**Excerto do documento**.
--*--

Ao terceiro dia, a chuva foi impiedosa com o festival, bem como Little Simz, que deu um concerto que será lembrado nos próximos trinta anos. O Vodafone Paredes de Coura encerra hoje com Lorde e Wilco.

Qualquer ser humano sabe quando está na presença de uma força que o transcende. De tão avassaladora é essa presença, que é praticamente impossível explicá-la. É por isso que recorremos aos poemas e às canções para falar da morte e da ressurreição, conceitos que extravasam a doutrina cristã e são, na sua forma mais depurada e complexa, as pulsões que renovam os ciclos da vida.

Little Simz é essa força de destruição e de renovação e, como tudo o que altera as correntes dos rios e dos mares, altera, obrigatoriamente, o curso da humanidade, mesmo que essa mudança permaneça obstinadamente invisível para alguns. Como entender, por exemplo, que um meio especializado como a Billboard não considere Simz numa lista dos “50 melhores rappers da história”? Como é possível continuarmos a olhar para os mesmos nomes, maioritariamente norte-americanos, maioritariamente homens, e ignorar descaradamente uma das mais geniais, consistentes e inovadoras artistas da atualidade dentro do género?

--*--

**Informação apresentada**.
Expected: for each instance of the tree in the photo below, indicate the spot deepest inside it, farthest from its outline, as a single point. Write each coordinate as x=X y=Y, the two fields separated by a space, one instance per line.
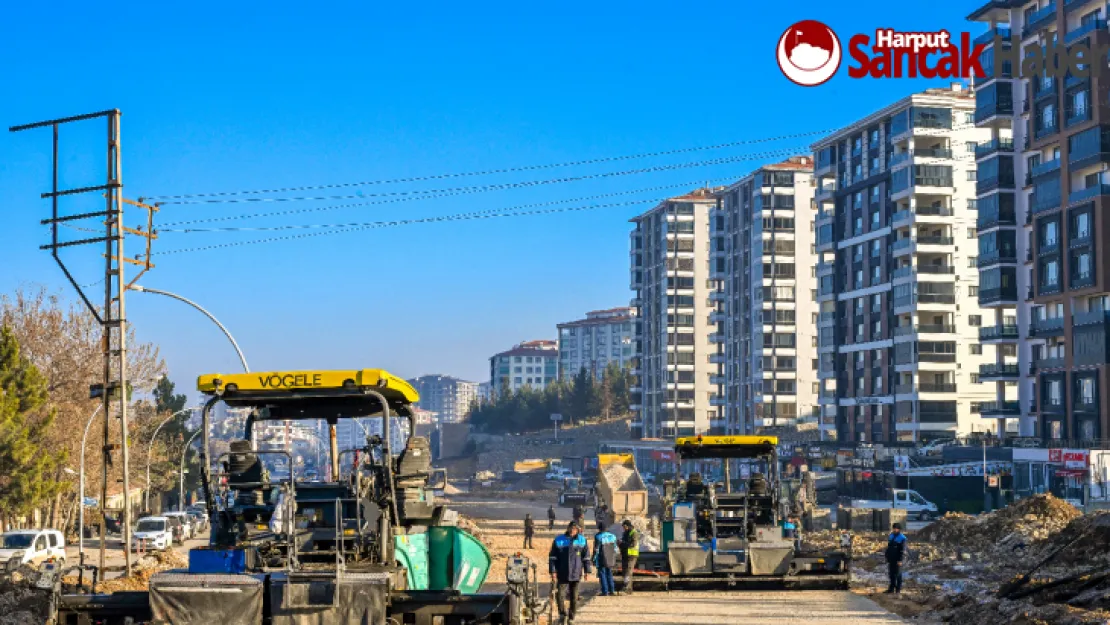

--*--

Prossiga o texto sobre o concerto de Little Simz no Paredes de Coura a partir do ponto em que termina. A listagem não tem qualquer papel nisto.

**Em resposta**.
É até injurioso reduzir “Simbi” ao rap, a um único estilo, dado o vocabulário que esta londrina, vencedora do Mercury Prize em 2022 pelo álbum Sometimes I Mighy Be Introvert, domina. No seu slang e prosa contemporâneas, ela consegiu criar um novo alfabeto, como o alfabeto de símbolos que José de Guimarães inventou para propor uma nova leitura do mundo. No seu traço, Little Simz atravessa o afrobeat de uma “Point and Kill” e “Fear No Man”, a disco de uma “Selfish”, o gospel de “Sihouette” ou o grime desse estrondoso hino feminista que é “Venom” e que vai direto ao busílis da questão, ao lembrar que uma pussy in power ainda aterroriza muita gente.

Jamais, depois do concerto que deu na terceira noite do Vodafone Paredes de Coura, poderemos ignorar a força desta rapper para quem só apeteceria cantar os versos de Moondog, Do your thing!, se ela própria já não os cantasse para si, do seu jeito inimitável: I’ma speak my truth till the end (“X”).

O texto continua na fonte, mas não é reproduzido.